[Excerpts from point annotation data]
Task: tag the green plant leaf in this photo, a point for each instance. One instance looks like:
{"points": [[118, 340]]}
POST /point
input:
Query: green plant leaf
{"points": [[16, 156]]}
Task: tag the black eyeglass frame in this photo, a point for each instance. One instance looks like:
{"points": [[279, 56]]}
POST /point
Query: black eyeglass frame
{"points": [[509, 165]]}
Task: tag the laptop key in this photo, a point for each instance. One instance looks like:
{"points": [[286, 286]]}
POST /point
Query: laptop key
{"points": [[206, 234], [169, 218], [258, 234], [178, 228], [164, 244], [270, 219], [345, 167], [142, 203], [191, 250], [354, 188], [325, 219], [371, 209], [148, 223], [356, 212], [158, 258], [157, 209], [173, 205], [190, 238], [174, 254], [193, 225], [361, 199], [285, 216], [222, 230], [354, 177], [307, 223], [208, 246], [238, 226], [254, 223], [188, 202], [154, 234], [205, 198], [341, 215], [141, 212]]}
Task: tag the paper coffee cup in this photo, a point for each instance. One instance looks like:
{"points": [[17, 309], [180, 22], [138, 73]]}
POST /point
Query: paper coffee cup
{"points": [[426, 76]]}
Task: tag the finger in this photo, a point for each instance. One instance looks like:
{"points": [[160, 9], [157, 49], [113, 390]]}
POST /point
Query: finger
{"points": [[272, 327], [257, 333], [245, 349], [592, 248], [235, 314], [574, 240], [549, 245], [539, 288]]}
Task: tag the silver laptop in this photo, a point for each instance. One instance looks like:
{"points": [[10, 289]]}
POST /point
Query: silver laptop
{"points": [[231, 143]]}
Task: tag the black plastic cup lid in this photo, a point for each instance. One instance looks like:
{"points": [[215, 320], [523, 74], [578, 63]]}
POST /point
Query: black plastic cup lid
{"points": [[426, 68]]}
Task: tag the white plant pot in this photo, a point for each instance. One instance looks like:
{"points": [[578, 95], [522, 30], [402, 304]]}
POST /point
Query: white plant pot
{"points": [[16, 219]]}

▶ [SHORT PROBLEM] Retype each record exactly, leaving nothing out.

▶ [EXERCISE RESULT]
Task: tag the green plant leaf in this photo, a point for each instance. One instance looks like:
{"points": [[118, 340]]}
POST /point
input:
Query: green plant leaf
{"points": [[16, 156]]}
Task: tag the black eyeglass frame in this photo, a point for each instance. One instance looks like:
{"points": [[279, 56]]}
POST /point
Query: black eyeglass frame
{"points": [[509, 165]]}
Task: tag the laptop key in this photo, a point for each instance. One instance looks like:
{"points": [[286, 286]]}
POST /point
Query: laptop key
{"points": [[206, 234], [169, 218], [258, 234], [178, 228], [164, 244], [270, 219], [345, 167], [142, 203], [191, 250], [354, 188], [325, 219], [371, 209], [148, 223], [356, 212], [158, 258], [157, 209], [173, 205], [190, 238], [174, 254], [193, 225], [361, 199], [285, 216], [222, 230], [354, 177], [307, 223], [208, 246], [238, 226], [254, 223], [188, 202], [154, 234], [205, 198], [341, 215], [141, 212]]}
Task: tag the paper coffee cup in this photo, a point for each instance. One instance looks like:
{"points": [[17, 309], [180, 22], [138, 73]]}
POST /point
Query: paper coffee cup
{"points": [[426, 76]]}
Task: tag the finger in this photo, a point for each instance. One instance looks like:
{"points": [[160, 9], [157, 49], [113, 390]]}
POST /point
Query: finger
{"points": [[272, 327], [257, 333], [245, 349], [592, 248], [235, 314], [574, 240], [549, 245], [539, 288]]}
Task: tag the silver laptop in this photo, a point for each instance. One instance looks like:
{"points": [[10, 289]]}
POST /point
Query: silver laptop
{"points": [[231, 143]]}
Task: tag the black plastic cup lid in this photo, a point for each instance. One instance looks like:
{"points": [[215, 320], [523, 74], [578, 63]]}
POST /point
Query: black plastic cup lid
{"points": [[426, 68]]}
Task: tag the white plant pot in this photo, a point for each instance. One instance looks like:
{"points": [[578, 95], [522, 30], [402, 304]]}
POST /point
Query: white plant pot
{"points": [[16, 219]]}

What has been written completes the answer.